* **What you need to do**
[a] From the Kernel Patch Protection article, write out the passage starting with "PDF version: link" and going on through "to obtain details.".
[b] Answer these questions from the Kernel Patch Protection article:
(i) In which Windows version was Kernel Patch Protection introduced?
(ii) For which Windows version does the article analyze the patchguard?
(iii) Where does the article direct readers for details about patchguard initialization?
[c] Carry on the Kernel Patch Protection article from its last sentence.

------ Excerpt

Pages

Wednesday, September 17, 2014

Microsoft Windows 8.1 Kernel Patch Protection Analysis & Attack Vectors

Authors: Mark Ermolov, Artem Shishkin // Positive Research

PDF version: link

Kernel Patch Protection (also known as "patchguard") is a Windows mechanism designed to
control the integrity of vital code and data structures used by the operating system. It was
introduced in Windows 2003 x64 and has been constantly improved in further Windows
versions. In this article we present a descriptive analysis of the patchguard for the latest
Windows 8.1 x64 OS, and primarily focus on patchguard initialization and attack vectors related
to it.

It is natural that kernel patch protection is being developed incrementally, so the initialization
process is common for all versions of Windows that have patchguard. There are a lot of papers
published about kernel patch protection on Windows, which describe the process of its
initialization, so you may use references at the end of this article to obtain details.

------------
------ Data

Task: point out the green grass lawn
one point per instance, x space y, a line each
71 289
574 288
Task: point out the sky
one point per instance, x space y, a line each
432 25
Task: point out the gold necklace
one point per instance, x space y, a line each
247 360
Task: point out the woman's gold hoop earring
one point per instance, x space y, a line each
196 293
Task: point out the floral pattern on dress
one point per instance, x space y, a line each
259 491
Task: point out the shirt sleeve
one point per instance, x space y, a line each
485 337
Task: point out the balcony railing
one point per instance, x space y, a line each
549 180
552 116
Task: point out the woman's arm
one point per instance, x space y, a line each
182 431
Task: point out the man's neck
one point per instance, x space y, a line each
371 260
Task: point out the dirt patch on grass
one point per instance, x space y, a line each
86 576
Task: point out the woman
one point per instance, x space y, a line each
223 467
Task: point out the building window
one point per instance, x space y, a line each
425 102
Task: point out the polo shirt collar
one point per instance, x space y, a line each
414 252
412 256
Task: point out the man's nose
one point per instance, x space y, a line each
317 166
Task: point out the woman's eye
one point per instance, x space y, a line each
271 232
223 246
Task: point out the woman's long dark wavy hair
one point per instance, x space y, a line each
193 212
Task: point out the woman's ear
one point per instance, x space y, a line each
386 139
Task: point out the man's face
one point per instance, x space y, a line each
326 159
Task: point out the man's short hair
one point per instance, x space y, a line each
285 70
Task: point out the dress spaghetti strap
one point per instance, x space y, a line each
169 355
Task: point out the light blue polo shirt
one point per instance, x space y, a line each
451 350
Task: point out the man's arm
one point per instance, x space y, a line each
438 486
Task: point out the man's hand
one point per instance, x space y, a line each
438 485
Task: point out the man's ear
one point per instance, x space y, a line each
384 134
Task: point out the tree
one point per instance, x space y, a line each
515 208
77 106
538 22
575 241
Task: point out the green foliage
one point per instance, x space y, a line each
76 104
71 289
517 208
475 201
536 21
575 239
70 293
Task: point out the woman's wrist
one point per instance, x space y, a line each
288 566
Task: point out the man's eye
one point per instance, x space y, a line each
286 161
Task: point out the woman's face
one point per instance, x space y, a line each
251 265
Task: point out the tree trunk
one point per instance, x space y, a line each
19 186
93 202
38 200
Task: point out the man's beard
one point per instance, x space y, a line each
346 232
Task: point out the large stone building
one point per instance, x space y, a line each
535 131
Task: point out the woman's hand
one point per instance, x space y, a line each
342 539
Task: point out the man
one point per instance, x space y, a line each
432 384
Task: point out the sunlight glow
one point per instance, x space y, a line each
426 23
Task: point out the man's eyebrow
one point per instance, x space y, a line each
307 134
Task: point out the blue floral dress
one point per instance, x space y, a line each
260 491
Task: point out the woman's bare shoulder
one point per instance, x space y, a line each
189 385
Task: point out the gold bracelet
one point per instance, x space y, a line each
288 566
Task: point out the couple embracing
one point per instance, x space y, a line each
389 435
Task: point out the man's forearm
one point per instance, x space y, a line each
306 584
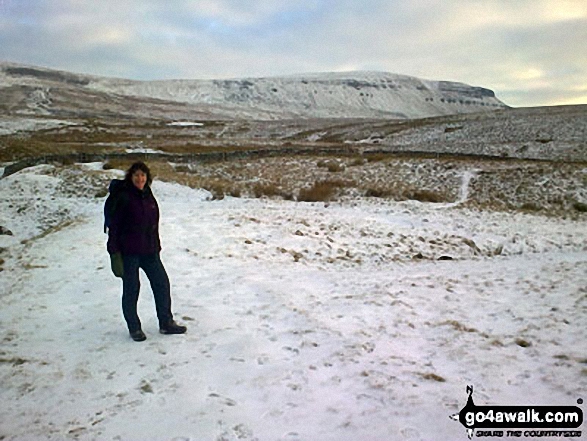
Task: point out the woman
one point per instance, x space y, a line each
133 243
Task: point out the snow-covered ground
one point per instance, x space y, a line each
306 321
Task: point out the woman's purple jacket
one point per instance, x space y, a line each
134 228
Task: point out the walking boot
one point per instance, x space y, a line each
172 328
138 335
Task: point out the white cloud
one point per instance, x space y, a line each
529 51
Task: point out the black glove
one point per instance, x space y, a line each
117 265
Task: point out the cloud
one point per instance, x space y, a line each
528 51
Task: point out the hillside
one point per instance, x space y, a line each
40 91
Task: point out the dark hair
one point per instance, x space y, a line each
139 165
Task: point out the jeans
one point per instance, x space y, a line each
153 268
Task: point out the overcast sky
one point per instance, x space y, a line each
530 52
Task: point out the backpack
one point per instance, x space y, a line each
111 203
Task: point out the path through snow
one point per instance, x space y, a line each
303 323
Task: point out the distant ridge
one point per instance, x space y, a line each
360 94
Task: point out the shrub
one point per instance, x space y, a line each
580 207
332 166
321 191
269 190
426 196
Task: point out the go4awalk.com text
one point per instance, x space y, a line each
520 421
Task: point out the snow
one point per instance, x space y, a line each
305 321
314 95
185 124
9 126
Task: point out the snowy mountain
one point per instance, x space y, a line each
318 95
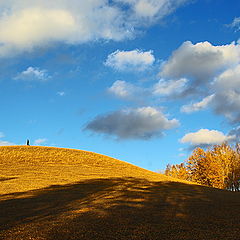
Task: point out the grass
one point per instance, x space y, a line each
63 194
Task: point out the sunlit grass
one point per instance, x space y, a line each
32 167
62 194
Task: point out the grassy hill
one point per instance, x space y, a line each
53 193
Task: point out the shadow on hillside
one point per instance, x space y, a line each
121 209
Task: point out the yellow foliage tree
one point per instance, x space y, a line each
217 167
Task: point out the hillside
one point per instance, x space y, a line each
53 193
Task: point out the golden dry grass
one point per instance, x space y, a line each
53 193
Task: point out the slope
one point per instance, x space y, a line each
52 193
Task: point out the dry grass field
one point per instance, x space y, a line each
62 194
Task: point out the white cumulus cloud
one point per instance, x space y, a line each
136 123
169 87
205 137
194 107
27 24
130 60
33 74
201 61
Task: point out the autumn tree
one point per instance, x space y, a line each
177 171
218 166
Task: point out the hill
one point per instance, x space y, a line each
53 193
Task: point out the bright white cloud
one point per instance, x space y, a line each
205 137
201 61
27 24
194 107
33 74
229 79
137 123
169 87
40 141
130 60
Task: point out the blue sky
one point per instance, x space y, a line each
144 81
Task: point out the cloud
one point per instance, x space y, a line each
136 60
33 74
169 87
153 9
194 107
235 24
137 123
200 62
205 137
40 141
27 24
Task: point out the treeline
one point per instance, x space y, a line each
218 166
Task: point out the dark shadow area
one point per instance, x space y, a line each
121 209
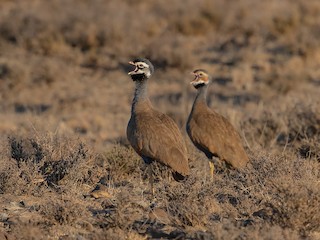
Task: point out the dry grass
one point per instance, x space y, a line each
66 170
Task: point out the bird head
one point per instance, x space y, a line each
143 69
201 78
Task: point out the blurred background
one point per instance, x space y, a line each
63 64
65 98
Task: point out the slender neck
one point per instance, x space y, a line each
140 94
201 95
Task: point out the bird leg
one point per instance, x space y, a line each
151 179
211 165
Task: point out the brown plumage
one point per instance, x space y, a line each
152 134
210 132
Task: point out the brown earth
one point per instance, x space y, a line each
66 170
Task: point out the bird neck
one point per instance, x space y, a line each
140 95
201 95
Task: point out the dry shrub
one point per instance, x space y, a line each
34 163
120 163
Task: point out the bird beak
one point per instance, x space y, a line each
132 63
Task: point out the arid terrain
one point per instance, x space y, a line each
66 168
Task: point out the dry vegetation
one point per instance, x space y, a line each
66 170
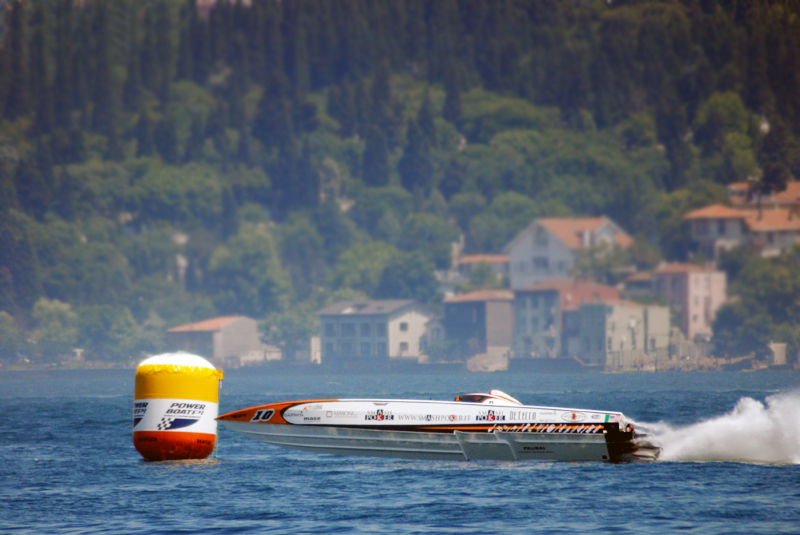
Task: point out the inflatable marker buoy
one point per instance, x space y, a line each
174 407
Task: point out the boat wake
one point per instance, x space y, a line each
752 432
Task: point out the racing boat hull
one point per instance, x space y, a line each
490 430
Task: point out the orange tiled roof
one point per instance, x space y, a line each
715 211
482 295
639 277
790 195
677 267
211 325
569 230
574 292
489 259
772 220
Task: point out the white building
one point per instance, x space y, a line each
623 334
372 330
547 248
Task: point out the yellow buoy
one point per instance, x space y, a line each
174 407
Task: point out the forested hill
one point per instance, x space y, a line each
164 161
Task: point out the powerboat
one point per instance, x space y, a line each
476 426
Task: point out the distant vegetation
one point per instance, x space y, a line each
161 164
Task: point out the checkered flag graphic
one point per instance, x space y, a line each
165 423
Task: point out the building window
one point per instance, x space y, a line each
701 227
541 238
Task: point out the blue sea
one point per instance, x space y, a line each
730 463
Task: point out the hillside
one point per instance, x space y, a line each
161 163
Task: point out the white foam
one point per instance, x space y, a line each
752 432
178 359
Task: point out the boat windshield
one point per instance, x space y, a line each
474 398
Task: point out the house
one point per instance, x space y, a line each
547 323
499 264
740 197
770 230
622 334
694 292
228 338
481 322
372 331
547 248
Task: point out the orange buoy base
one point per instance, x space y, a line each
173 445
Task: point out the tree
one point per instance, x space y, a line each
409 276
291 331
300 245
18 102
246 276
109 333
145 143
57 330
360 267
415 167
166 140
10 338
430 236
18 256
375 165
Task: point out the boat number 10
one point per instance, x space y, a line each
262 415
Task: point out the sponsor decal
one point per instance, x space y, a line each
169 422
139 408
490 416
186 409
584 429
341 414
262 415
379 416
435 417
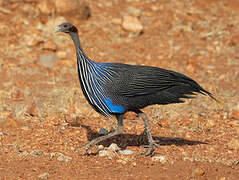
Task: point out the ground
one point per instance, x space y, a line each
44 115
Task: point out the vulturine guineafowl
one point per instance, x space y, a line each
115 88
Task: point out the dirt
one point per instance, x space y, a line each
44 115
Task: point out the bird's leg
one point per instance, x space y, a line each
92 143
152 144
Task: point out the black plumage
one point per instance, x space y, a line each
115 88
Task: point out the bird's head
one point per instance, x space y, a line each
66 28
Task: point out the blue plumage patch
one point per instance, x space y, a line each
114 108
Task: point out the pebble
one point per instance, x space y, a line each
4 133
75 7
64 158
160 158
126 152
113 147
37 152
235 114
46 7
132 24
47 60
198 172
101 147
116 21
103 153
49 45
103 131
233 144
61 54
44 176
134 11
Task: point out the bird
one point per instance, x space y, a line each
112 89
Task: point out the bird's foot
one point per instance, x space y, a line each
150 149
89 146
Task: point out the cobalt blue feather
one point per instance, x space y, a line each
115 88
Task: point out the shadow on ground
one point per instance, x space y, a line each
125 140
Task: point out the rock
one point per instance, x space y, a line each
103 153
103 131
190 68
233 144
126 152
37 152
61 54
117 21
132 24
235 114
101 147
160 158
48 60
49 45
113 147
198 172
44 176
74 7
54 22
134 11
46 7
30 40
64 158
4 133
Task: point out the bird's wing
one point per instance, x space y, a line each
142 80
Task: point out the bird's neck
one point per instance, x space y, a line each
79 50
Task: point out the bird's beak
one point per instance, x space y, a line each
58 29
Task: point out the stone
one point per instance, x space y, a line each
160 158
44 176
64 158
103 153
126 152
103 131
117 21
61 54
51 23
134 11
132 24
48 60
233 144
49 45
46 7
198 172
73 7
235 114
113 147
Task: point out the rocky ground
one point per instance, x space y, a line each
44 116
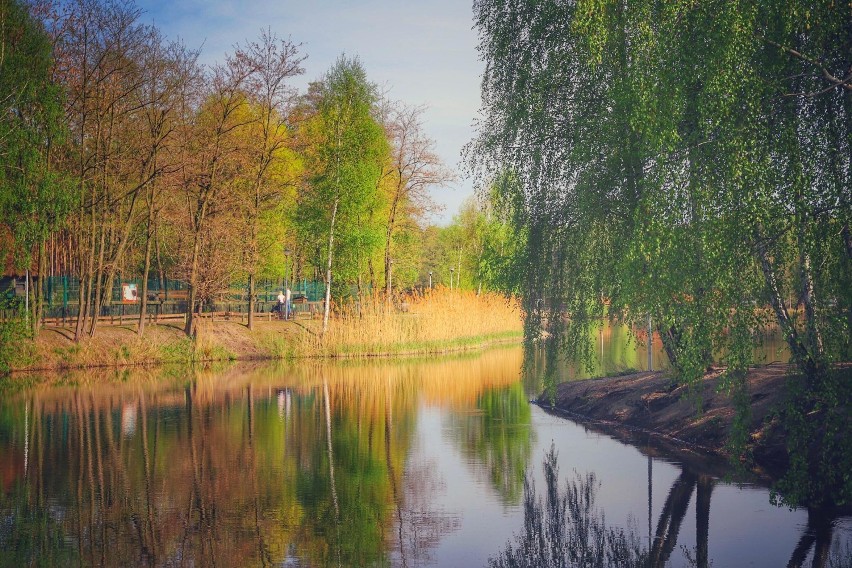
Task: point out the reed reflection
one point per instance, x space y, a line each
562 526
248 467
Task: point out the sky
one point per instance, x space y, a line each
422 53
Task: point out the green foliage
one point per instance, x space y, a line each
687 160
33 200
343 159
16 347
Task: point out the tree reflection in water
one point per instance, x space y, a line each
566 529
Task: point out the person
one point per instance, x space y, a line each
280 306
287 298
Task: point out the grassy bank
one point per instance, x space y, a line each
440 321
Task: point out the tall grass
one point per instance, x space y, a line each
430 322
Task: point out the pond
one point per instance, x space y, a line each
415 463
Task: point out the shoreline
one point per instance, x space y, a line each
646 406
119 347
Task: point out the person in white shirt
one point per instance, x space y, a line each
281 302
287 298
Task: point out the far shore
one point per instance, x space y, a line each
647 405
120 346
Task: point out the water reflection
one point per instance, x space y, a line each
564 527
498 435
618 349
403 464
248 467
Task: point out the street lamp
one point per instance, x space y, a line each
287 253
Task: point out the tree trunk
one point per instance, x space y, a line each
327 306
38 306
799 352
143 301
190 327
252 306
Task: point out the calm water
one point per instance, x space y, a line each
387 463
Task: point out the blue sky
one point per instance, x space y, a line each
424 52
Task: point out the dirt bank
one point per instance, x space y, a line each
120 346
647 403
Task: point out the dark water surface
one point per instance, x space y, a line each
386 463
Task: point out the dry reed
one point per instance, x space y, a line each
430 322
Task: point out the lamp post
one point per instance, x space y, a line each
287 253
390 280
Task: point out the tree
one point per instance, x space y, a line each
270 169
35 198
412 170
168 70
343 161
684 160
209 141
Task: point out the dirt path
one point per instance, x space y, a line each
648 403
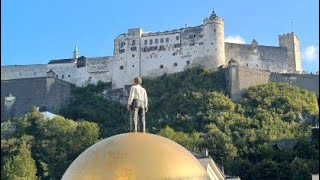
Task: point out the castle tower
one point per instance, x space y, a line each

------------

* **The results**
[a]
PDF version: link

Kernel Patch Protection (also known as "patchguard") is a Windows mechanism designed to
control the integrity of vital code and data structures used by the operating system. It was
introduced in Windows 2003 x64 and has been constantly improved in further Windows
versions. In this article we present a descriptive analysis of the patchguard for the latest
Windows 8.1 x64 OS, and primarily focus on patchguard initialization and attack vectors related
to it.

It is natural that kernel patch protection is being developed incrementally, so the initialization
process is common for all versions of Windows that have patchguard. There are a lot of papers
published about kernel patch protection on Windows, which describe the process of its
initialization, so you may use references at the end of this article to obtain details.

[b]
(i) Windows 2003 x64
(ii) Windows 8.1 x64
(iii) To the references at the end of the article

[c]
Initialization sources

As widely known, the main component of patchguard is initialized in a misleadingly named
function "KiFilterFiberContext". It will be the starting point of our investigation. Looking for
cross-references doesn't help us much for pointing out its call site, but several articles help us
by stating that patchguard initialization is called indirectly in a function

"KeInitAmd64SpecificState". By indirectly we mean here not just an indirect call, but the usage
of exception handlers. It is a very common trick often found in patchguard-related functions, as
we'll see further. So, we have an initialization function call stack:


... -->  Phase1InitializationDiscard --> KeInitAmd64SpecificState ->  KiFilterFiberContext
 (call)                               (call)                       (exception)

This type of initialization is described in more detail in [1]. By the way, this one is always called
on the last CPU core, if it matters.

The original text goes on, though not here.